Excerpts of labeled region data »
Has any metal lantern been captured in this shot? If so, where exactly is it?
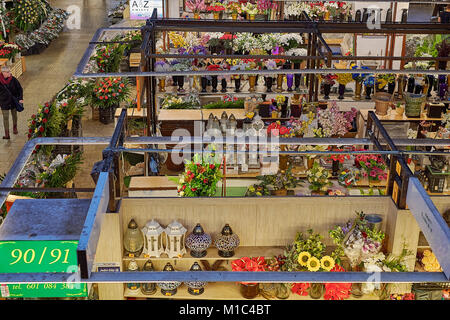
[142,219,164,258]
[141,260,156,296]
[186,223,212,258]
[123,219,144,257]
[127,259,140,292]
[186,262,207,296]
[158,262,181,296]
[214,223,240,258]
[165,220,187,258]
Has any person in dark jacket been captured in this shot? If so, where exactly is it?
[0,66,23,139]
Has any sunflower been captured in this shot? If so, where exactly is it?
[307,257,320,272]
[320,256,335,271]
[298,251,311,267]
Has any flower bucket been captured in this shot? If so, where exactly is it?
[405,92,426,118]
[373,92,393,116]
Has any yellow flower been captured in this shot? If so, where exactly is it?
[320,256,335,271]
[298,251,311,267]
[307,257,320,272]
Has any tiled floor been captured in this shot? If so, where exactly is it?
[0,0,117,194]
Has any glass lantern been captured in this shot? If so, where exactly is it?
[165,220,187,258]
[158,262,181,296]
[141,260,156,296]
[142,219,164,258]
[186,262,207,296]
[123,219,144,257]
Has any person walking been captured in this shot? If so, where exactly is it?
[0,66,23,139]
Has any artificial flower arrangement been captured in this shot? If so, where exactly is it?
[185,0,206,13]
[355,149,387,181]
[242,1,259,15]
[306,162,333,192]
[256,0,278,14]
[329,211,385,268]
[169,153,222,197]
[317,102,357,137]
[91,77,130,109]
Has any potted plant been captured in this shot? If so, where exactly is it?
[170,153,222,197]
[227,1,242,20]
[256,166,299,196]
[307,162,333,195]
[91,77,130,124]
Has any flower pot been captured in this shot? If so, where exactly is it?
[158,78,166,92]
[177,76,184,92]
[272,189,287,197]
[388,81,395,94]
[405,93,426,118]
[264,77,273,92]
[309,283,325,299]
[373,92,392,116]
[275,74,284,92]
[234,77,241,92]
[211,76,218,92]
[323,83,331,100]
[338,84,345,100]
[200,77,208,92]
[286,74,294,91]
[355,81,362,100]
[248,75,256,92]
[240,283,259,299]
[366,86,373,100]
[220,78,227,92]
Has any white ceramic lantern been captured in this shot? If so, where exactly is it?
[142,219,164,258]
[165,220,187,258]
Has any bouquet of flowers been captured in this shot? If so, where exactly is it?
[227,1,242,14]
[185,0,206,13]
[329,211,385,268]
[171,153,222,197]
[307,162,333,191]
[91,77,130,108]
[355,149,387,181]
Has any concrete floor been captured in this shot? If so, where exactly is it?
[0,0,114,194]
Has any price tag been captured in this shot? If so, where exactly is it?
[0,284,9,298]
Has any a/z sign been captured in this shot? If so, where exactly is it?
[130,0,163,20]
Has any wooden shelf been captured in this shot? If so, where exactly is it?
[123,247,284,261]
[124,282,379,300]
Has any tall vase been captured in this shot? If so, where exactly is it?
[338,84,345,100]
[286,74,294,92]
[309,283,325,299]
[234,77,241,92]
[264,76,273,92]
[240,283,259,299]
[211,76,218,92]
[220,78,227,92]
[355,80,362,100]
[323,83,331,100]
[200,77,208,92]
[275,74,284,92]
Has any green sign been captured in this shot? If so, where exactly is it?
[0,241,87,298]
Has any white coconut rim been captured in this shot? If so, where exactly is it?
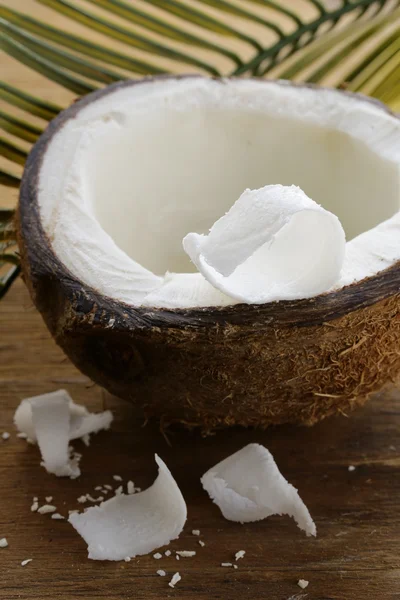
[38,77,400,308]
[14,390,113,479]
[201,444,317,536]
[69,455,187,560]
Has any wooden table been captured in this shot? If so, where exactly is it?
[0,281,400,600]
[0,0,400,600]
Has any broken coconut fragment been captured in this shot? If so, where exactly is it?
[183,185,346,304]
[69,455,187,560]
[14,390,113,479]
[201,444,316,536]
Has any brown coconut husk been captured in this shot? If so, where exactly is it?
[17,77,400,430]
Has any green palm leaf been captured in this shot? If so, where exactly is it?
[0,0,400,297]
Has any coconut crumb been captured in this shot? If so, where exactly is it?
[37,504,57,515]
[86,494,104,502]
[21,558,33,567]
[168,573,182,587]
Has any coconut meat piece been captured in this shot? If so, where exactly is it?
[201,444,317,536]
[38,77,400,308]
[14,390,113,479]
[69,455,187,560]
[183,185,346,304]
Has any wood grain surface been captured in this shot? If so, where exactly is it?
[0,281,400,600]
[0,0,400,600]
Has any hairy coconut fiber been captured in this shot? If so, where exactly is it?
[17,77,400,430]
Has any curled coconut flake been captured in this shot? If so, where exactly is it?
[183,185,346,304]
[14,390,113,479]
[201,444,316,536]
[69,455,187,560]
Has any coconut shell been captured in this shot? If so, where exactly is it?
[17,77,400,430]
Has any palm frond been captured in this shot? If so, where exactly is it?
[0,0,400,296]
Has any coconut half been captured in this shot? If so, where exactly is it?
[69,455,187,560]
[14,390,113,479]
[201,444,317,536]
[18,76,400,428]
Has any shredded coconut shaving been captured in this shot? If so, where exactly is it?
[69,455,187,560]
[201,444,316,536]
[183,185,346,304]
[14,390,112,479]
[37,504,57,515]
[168,573,182,587]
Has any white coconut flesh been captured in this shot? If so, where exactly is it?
[38,77,400,308]
[14,390,113,479]
[201,444,317,536]
[69,455,187,560]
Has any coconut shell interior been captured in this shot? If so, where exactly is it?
[17,76,400,430]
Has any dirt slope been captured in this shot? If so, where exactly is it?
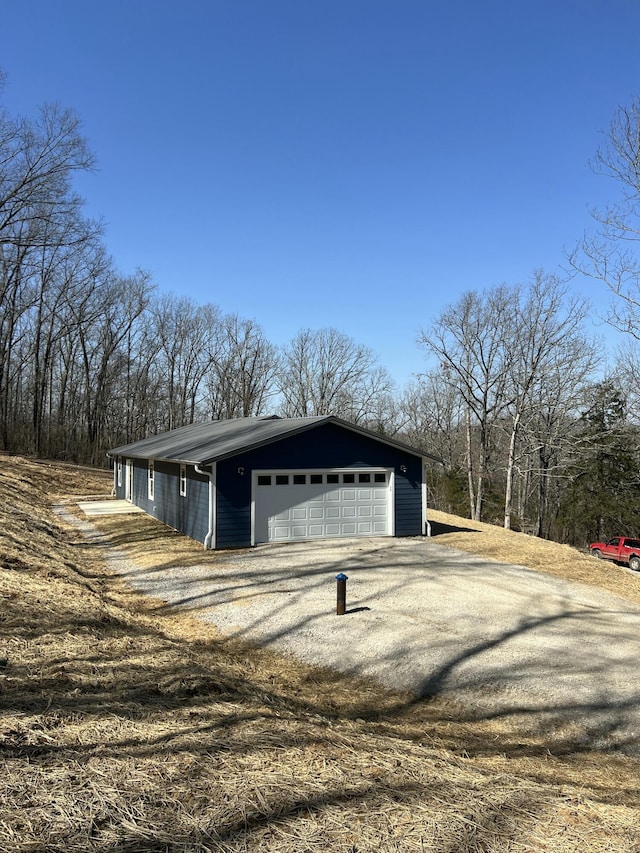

SHORT TASK » Rewrite all the records above, putting "visible in this photo" wherever "captured in this shot" appears and changing nothing else. Omit the pictures from your answer.

EXERCISE SOLUTION »
Has any metal lantern been visible in this photo? If so, where exactly is it?
[142,219,164,258]
[141,260,156,296]
[186,223,212,258]
[123,219,144,257]
[127,259,140,292]
[186,262,207,296]
[158,262,181,296]
[214,223,240,258]
[165,220,187,258]
Has any person in dark jacket been visible in this photo? If so, where exactly is it?
[0,66,23,139]
Has any sunflower been visible in this photo? If so, where exactly is it?
[307,257,320,272]
[320,256,335,271]
[298,251,311,267]
Has any flower bucket been visible in this photo? If so, where exactly is it?
[405,92,426,118]
[373,92,393,116]
Has any yellow flower been visible in this photo? If so, where exactly is it?
[320,256,335,271]
[298,251,311,267]
[307,257,320,272]
Has any tiled floor been visible in this photo? If so, where exactly is it?
[0,0,117,194]
Has any glass lantern been visible in this photo? If so, where exactly is it?
[165,220,187,258]
[158,262,181,296]
[141,260,156,296]
[142,219,164,258]
[186,262,207,296]
[123,219,144,257]
Has any person walking been visible in this photo? If so, where exactly is it?
[0,66,23,139]
Has any artificial flower arrangement been visible in this photo? If so, where exactly is it?
[185,0,206,13]
[355,149,387,181]
[242,1,259,15]
[306,162,333,192]
[256,0,278,14]
[329,211,385,268]
[169,153,222,197]
[317,102,357,137]
[91,77,130,109]
Has any potted plant been visible in this photo? If so, where exactly is it?
[170,153,222,197]
[227,1,242,20]
[256,166,299,196]
[307,162,333,195]
[91,77,130,124]
Has any flower pot been visible in this photo? If so, where exactly is it?
[158,78,166,92]
[177,76,184,92]
[272,189,287,197]
[388,81,395,94]
[405,93,426,118]
[264,77,273,92]
[309,283,325,299]
[373,92,392,116]
[275,74,284,92]
[234,77,241,92]
[211,76,218,92]
[323,83,331,100]
[338,84,345,100]
[200,77,208,92]
[286,74,294,91]
[355,81,362,100]
[248,75,256,92]
[240,283,259,299]
[366,86,373,100]
[220,78,227,92]
Has any white ceramic lantern been visible in this photo? If so, where exactly is it?
[142,219,164,258]
[165,220,187,258]
Has any bouquet of flowers been visible in this photo? If so, where exactly is it?
[227,1,242,14]
[185,0,206,13]
[329,211,385,268]
[171,153,222,197]
[307,162,333,191]
[91,77,130,108]
[355,149,387,181]
Has any concrete floor been visible in this photo? If so, where exactly is it?
[0,0,114,194]
Has any price tag been visible in this photo? If so, where exactly is it?
[0,284,9,298]
Has any a/z sign been visible in this photo? If so, where exactly is it?
[130,0,163,20]
Has any wooden shelf been visible in this photo? If so, where exactly is it?
[123,247,284,261]
[124,282,379,300]
Has any tall vase been visible in this photo? If so, where exactly is it?
[338,84,345,100]
[286,74,294,92]
[309,283,325,299]
[234,77,241,92]
[264,76,273,92]
[240,283,259,299]
[211,76,218,92]
[220,78,227,92]
[355,80,362,100]
[323,83,331,100]
[200,77,208,92]
[275,74,284,92]
Has any green sign been visible in this photo? If so, where exactly is it?
[0,241,87,298]
Has any white coconut rim been visible in this photo? If so, where exactly is it?
[38,77,400,308]
[14,390,113,479]
[201,444,317,536]
[69,455,187,560]
Has any wooden table been visible in this photo? If so, where exactly is it?
[0,281,400,600]
[0,0,400,600]
Has any broken coconut fragment been visible in this photo? If so, where exactly is it?
[183,185,346,304]
[69,455,187,560]
[14,390,113,479]
[201,444,316,536]
Has any brown coconut husk been visible in this photo? If so, where exactly is it?
[17,77,400,430]
Has any green palm leaf been visible in this photo? If so, where exactly is it?
[0,0,400,297]
Has any coconut crumb been visible in this photo? If so, where exactly is it?
[37,504,57,515]
[86,494,104,502]
[21,558,33,567]
[168,573,182,587]
Has any coconut meat piece been visible in this photo? If so, where exactly is it?
[201,444,317,536]
[38,77,400,308]
[14,390,113,479]
[69,455,187,560]
[183,185,346,304]
Has any wood grain surface been visible in this photo? If so, where exactly is it?
[0,281,400,600]
[0,0,400,600]
Has any hairy coconut fiber been visible in this photo? If so, where exactly is it?
[17,77,400,430]
Has any curled coconut flake been visible in this photo? If so, where exactly is it?
[183,185,346,304]
[14,390,113,479]
[201,444,316,536]
[69,455,187,560]
Has any coconut shell been visible in this photo? If so, where exactly is it?
[17,77,400,430]
Has any palm frond been visible in this photo? If so, where exactly is it?
[0,0,400,296]
Has any coconut half been visible in this photo? If so, where exactly is it?
[69,455,187,560]
[14,390,113,479]
[201,444,317,536]
[18,76,400,428]
Has any shredded coconut shaving been visible in this photo? If so, where exactly is it?
[69,455,187,560]
[201,444,316,536]
[183,185,346,304]
[14,390,112,479]
[37,504,57,515]
[168,573,182,587]
Has any white coconut flesh been visible in this photo? If so, where exactly is it?
[38,77,400,308]
[14,390,113,479]
[201,444,317,536]
[69,455,187,560]
Has any coconut shell interior been visible in this photo? If so, where exactly is it?
[17,76,400,430]
Has any dirt slope been visible in this photo? If so, where exactly is it?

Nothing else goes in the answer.